WHAT TO WORK ON >>
1 - List the Pennsylvania departments that, according to the opioid grant announcement, jointly filed the grant application.
2 - In the opioid grant announcement, which law funded the grant awarded by the U.S. Department of Health and Human Services?
3 - Reproduce everything in the opioid grant announcement from "The U.S. Department" down to "Texas, and Florida.".

EXCERPT >>
########

Harrisburg, PA – Today, Governor Wolf announced that Pennsylvania secured a $26.5 million federal grant to combat the heroin and opioid epidemic. The departments of Aging, Drug and Alcohol Programs, Health, and Human Services jointly filed the successful grant application that will increase access to treatment, reduce unmet treatment need, and reduce opioid overdose related deaths through the provision of prevention, treatment, and recovery activities for opioid use disorder (OUD).
“The scourge that is heroin and opioid abuse must be attacked and this significant influx of federal dollars will help us in our fight,” Governor Wolf said. “We are combatting this crisis head on; that’s why I’ve made Cures Act funding an integral part of my 2017-18 budget, so we can focus dollars where they are needed – to expand access to treatment services. This important funding will build upon my administration’s extensive efforts to combat this epidemic.”
The U.S. Department of Health and Human Services awarded the grant, which was funded by the 21st Century Cures Act, signed into law by President Obama in December 2016. The $1 billion grant over the next two years is to help combat the heroin and opioid epidemic in all 50 states. Pennsylvania received the fourth-largest grant award, behind California, Texas, and Florida.

########

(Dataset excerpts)
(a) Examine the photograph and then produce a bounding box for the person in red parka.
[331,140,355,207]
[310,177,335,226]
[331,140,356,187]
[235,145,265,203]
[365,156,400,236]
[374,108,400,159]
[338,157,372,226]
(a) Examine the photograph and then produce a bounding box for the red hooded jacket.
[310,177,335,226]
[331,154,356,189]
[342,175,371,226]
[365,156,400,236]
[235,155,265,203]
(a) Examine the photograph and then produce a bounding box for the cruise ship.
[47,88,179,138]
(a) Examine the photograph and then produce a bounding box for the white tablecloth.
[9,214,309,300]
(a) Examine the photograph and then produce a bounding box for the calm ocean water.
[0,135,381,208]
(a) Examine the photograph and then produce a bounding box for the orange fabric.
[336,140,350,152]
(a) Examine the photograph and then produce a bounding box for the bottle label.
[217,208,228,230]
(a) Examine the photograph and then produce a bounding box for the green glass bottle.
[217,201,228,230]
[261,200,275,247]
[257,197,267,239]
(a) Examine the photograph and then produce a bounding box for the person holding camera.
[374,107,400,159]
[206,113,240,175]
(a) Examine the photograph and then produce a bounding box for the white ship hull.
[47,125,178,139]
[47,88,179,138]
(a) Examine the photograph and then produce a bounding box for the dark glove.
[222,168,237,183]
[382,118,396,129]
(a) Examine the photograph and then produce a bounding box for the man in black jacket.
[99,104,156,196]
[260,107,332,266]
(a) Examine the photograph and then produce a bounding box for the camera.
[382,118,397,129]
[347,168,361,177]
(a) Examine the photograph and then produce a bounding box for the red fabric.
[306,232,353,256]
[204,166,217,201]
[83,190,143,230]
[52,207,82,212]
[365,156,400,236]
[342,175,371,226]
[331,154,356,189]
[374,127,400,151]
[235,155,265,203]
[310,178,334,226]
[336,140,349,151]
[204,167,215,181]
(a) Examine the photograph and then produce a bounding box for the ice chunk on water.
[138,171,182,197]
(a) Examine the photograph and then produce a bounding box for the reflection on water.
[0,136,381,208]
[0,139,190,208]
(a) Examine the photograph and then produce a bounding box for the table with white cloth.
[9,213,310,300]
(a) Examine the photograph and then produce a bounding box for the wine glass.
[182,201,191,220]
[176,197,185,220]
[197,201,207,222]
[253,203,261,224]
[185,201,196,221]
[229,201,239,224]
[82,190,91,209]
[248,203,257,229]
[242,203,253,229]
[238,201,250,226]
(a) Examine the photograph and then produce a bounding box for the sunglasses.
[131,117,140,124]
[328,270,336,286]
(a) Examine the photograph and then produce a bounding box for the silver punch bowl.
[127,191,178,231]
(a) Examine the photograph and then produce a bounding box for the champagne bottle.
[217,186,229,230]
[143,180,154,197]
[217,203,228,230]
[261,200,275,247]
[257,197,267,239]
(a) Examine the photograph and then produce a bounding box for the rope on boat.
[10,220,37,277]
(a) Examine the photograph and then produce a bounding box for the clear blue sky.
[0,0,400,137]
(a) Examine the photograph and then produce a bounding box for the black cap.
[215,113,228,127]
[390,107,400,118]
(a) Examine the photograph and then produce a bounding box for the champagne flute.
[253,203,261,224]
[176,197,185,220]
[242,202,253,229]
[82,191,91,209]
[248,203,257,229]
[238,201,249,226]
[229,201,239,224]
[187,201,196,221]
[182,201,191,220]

########

ANSWERS BY TASK >>
1 -
Aging
Drug and Alcohol Programs
Health
Human Services

2 - The 21st Century Cures Act.

3 -
The U.S. Department of Health and Human Services awarded the grant, which was funded by the 21st Century Cures Act, signed into law by President Obama in December 2016. The $1 billion grant over the next two years is to help combat the heroin and opioid epidemic in all 50 states. Pennsylvania received the fourth-largest grant award, behind California, Texas, and Florida.